**Required task a**
In the mailing list post below, which wiki page does the writer say they are currently working on?

**Document segment**
——————

You are viewing a plain text version of this content. The canonical link for it is here.
Posted to user@nutch.apache.org by lewis john mcgibbney <le...@gmail.com> on 2011/08/27 22:19:24 UTC

Trying to complete index structure wiki page

Hi,

As the title suggests, I'm in the process of getting some comprehensive
documentation sorted out for Nutch, this obviously starts at wiki level. I'm
currently working on the IndexStructure page [1]. I would appreciate if some
guys could have a quick look and correct where they see fit.

In addition I have a couple of quick questions regarding the last 4 fields
I'm trying to account for

1) BOOST - As far as I am aware this was deprecated in Nutch 1.2 or Nutch
1.1... correct/wrong?
2) DIGEST - Don't have a clue
3) SEGMENT - as 2
4) TIMESTAMP - as 2

Would be great if people could fill me in with the grey areas please.

Finally, what a job all contributors, dev's and committers made cleaning up
plugin directory even between Nutch 1.2 and 1.3 release. It's not until you
see previous versions on SVN that you can fully appreciate the excellent job
that has been made with 1.3 release.  :0)

——————

**Material**
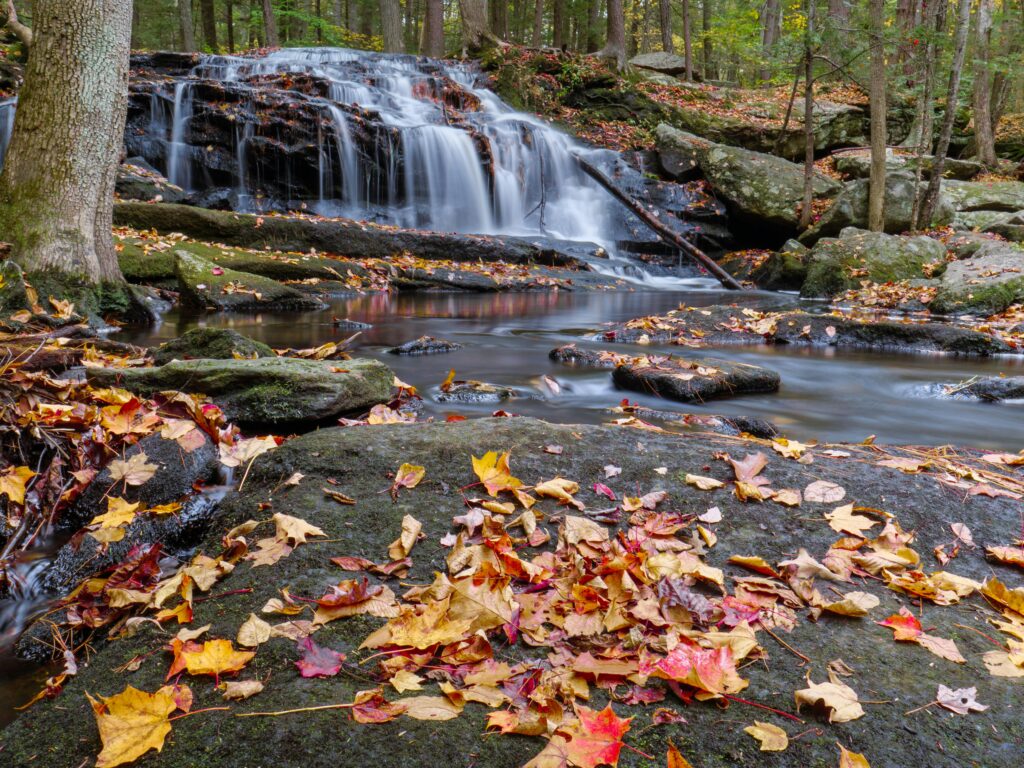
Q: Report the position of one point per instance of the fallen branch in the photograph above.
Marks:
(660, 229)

——————

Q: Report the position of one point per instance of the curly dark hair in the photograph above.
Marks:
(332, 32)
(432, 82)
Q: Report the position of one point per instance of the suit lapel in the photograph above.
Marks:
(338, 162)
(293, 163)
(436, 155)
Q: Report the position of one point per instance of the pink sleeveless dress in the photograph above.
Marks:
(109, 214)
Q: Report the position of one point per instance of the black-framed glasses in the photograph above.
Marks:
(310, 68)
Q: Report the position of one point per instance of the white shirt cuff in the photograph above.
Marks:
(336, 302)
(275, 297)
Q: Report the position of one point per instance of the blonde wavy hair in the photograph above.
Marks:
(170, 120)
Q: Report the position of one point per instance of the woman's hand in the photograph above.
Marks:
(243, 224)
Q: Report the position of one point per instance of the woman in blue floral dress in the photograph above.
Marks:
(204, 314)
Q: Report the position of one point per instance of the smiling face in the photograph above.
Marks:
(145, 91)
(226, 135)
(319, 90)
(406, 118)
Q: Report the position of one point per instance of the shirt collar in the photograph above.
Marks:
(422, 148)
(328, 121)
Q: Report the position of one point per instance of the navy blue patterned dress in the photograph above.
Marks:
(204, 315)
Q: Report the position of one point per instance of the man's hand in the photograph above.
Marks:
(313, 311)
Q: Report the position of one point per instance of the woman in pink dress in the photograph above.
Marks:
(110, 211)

——————

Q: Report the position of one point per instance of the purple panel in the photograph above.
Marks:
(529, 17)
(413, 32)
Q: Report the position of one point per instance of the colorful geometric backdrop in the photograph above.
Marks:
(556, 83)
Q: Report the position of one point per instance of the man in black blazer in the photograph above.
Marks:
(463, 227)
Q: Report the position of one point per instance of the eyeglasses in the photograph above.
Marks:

——————

**Required task b**
Collect every line in the rows above that contains the string "hair", and copy each one unchanged.

**Exercise solution a**
The IndexStructure page.

**Exercise solution b**
Q: Report the position of one point per instance of the curly dark hair in the photograph above.
Q: Report the position of one point per instance of the blonde wavy hair in the photograph above.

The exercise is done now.